■ **Task inputs**:
════════════════════

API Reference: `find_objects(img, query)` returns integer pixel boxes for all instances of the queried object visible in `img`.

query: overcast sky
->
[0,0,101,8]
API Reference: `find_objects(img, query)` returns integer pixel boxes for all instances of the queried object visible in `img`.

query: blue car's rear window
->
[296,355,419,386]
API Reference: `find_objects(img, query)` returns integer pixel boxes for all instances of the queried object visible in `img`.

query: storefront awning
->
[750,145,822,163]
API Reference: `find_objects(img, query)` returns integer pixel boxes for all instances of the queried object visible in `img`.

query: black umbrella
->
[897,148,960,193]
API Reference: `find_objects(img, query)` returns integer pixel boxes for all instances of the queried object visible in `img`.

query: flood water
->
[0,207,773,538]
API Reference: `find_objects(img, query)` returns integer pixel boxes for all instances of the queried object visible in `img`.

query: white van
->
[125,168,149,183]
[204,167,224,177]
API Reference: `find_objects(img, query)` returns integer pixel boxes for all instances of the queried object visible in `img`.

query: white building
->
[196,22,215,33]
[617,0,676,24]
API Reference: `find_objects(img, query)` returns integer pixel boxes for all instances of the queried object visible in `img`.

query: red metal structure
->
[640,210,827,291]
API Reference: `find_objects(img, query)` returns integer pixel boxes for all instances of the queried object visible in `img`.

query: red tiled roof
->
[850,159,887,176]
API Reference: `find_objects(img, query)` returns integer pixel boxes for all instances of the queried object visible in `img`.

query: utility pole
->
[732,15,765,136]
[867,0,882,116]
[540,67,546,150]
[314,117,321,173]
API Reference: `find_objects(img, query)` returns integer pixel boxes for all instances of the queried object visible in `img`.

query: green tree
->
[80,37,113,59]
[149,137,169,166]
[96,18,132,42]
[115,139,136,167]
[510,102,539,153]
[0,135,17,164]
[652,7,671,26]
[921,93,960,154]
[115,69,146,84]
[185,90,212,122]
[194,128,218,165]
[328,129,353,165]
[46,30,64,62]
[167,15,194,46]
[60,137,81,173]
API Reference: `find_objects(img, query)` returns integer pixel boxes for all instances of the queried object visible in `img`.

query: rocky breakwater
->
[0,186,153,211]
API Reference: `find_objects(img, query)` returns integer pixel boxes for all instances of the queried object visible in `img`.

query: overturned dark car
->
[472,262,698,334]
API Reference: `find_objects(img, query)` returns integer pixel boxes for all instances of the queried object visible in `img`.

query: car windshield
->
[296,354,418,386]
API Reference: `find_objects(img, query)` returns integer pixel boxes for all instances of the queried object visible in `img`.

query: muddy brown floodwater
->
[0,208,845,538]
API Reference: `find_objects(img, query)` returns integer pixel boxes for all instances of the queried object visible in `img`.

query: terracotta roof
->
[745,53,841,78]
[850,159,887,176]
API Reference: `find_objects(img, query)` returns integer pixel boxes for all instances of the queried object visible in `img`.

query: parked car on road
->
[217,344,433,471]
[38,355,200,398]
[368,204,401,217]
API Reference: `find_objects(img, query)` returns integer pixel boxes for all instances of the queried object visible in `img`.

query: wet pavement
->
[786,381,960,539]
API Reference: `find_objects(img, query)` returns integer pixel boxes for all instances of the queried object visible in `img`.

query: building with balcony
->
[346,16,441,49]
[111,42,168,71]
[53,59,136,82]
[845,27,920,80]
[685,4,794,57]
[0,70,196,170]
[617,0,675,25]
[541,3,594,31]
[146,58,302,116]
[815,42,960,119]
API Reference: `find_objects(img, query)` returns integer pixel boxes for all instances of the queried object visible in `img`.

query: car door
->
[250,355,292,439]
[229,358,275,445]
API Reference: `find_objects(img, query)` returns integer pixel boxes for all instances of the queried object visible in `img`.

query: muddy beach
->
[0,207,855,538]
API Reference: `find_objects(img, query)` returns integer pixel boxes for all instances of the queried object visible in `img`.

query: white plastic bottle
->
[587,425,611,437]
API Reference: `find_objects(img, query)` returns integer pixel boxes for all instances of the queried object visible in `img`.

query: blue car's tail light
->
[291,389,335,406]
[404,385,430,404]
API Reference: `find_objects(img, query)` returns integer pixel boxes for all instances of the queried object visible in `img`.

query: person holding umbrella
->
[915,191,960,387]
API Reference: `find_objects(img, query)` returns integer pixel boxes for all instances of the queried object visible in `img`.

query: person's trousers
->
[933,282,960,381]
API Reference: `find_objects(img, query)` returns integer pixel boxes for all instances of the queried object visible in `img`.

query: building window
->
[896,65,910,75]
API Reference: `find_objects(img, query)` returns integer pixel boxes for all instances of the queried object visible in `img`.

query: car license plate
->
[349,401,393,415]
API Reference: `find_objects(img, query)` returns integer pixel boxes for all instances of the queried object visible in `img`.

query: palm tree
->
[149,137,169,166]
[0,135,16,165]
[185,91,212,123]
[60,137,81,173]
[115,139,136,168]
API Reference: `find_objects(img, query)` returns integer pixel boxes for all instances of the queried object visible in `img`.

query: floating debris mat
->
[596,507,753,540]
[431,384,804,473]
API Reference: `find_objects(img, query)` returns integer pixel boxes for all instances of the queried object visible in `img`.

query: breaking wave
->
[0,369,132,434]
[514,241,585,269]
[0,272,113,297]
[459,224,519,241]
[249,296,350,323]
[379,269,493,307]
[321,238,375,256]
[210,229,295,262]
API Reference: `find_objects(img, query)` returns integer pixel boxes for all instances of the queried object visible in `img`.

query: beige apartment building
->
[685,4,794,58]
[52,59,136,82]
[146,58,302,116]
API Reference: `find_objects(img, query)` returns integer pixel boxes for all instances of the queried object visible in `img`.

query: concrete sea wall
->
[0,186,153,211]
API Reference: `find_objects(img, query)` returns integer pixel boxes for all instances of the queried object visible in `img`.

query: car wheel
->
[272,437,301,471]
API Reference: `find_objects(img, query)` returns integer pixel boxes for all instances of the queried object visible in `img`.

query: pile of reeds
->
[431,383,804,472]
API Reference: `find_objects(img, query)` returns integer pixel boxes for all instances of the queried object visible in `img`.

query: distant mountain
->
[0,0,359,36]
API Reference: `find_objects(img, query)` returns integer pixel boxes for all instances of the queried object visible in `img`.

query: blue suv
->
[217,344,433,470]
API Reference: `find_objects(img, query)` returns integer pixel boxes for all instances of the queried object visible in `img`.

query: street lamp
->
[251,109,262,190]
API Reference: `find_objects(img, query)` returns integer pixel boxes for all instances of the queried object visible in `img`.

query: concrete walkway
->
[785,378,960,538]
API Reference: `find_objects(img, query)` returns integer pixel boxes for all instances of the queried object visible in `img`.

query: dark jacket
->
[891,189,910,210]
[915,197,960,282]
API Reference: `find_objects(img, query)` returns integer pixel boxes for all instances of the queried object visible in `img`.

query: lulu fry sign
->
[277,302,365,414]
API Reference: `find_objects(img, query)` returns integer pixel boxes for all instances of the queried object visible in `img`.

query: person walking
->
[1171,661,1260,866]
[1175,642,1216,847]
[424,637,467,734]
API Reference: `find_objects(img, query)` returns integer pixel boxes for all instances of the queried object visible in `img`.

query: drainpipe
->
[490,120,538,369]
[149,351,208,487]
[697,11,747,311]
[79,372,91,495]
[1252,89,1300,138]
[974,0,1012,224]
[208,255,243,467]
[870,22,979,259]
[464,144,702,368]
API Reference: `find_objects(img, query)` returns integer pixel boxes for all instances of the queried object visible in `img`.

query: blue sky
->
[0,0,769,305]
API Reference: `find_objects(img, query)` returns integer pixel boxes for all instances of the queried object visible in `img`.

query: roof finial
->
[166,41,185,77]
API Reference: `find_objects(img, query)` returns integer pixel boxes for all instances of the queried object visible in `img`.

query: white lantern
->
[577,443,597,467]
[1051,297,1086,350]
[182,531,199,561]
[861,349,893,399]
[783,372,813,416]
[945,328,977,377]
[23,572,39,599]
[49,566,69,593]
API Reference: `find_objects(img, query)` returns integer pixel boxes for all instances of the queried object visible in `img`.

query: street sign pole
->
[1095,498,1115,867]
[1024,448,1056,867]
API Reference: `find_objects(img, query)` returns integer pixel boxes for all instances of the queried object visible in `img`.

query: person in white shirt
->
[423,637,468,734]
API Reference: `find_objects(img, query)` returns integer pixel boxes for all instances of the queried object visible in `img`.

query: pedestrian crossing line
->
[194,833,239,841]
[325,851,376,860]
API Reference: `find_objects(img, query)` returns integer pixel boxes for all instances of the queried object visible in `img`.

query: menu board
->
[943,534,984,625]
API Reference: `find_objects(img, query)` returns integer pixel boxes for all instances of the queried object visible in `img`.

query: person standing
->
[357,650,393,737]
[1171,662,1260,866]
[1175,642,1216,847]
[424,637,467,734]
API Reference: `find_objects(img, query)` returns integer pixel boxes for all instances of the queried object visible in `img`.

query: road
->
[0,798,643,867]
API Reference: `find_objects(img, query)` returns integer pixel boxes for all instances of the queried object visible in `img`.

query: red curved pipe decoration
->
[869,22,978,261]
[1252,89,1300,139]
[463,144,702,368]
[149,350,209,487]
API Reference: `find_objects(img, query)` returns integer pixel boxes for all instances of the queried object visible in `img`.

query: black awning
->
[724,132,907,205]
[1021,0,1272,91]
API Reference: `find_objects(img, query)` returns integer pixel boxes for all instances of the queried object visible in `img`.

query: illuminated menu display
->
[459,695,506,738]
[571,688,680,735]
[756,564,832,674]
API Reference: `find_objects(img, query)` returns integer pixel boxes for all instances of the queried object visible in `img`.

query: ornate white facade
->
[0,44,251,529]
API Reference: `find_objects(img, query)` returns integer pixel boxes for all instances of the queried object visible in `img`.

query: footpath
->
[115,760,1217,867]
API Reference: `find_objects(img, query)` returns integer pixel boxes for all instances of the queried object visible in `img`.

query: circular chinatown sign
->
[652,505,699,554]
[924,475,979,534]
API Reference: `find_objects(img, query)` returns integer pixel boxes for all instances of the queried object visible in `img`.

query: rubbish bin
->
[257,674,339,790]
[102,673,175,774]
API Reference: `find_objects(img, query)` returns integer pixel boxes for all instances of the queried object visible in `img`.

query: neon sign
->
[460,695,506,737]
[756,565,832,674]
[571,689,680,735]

════════════════════

The line above containing "query: pile of reeds", the line containing "query: blue suv", and every line between them are to be transcribed exactly; no other line is wanted.

■ **Written response**:
query: pile of reeds
->
[431,383,804,472]
API Reference: `find_objects(img, query)` returns integer pixel boxes for all instances of the queried object visible in `img`.

query: distant mountain
->
[0,0,359,36]
API Reference: `find_objects(img, query)` returns integer pixel boxes for all instances of the queried object visible in `img`.

query: blue suv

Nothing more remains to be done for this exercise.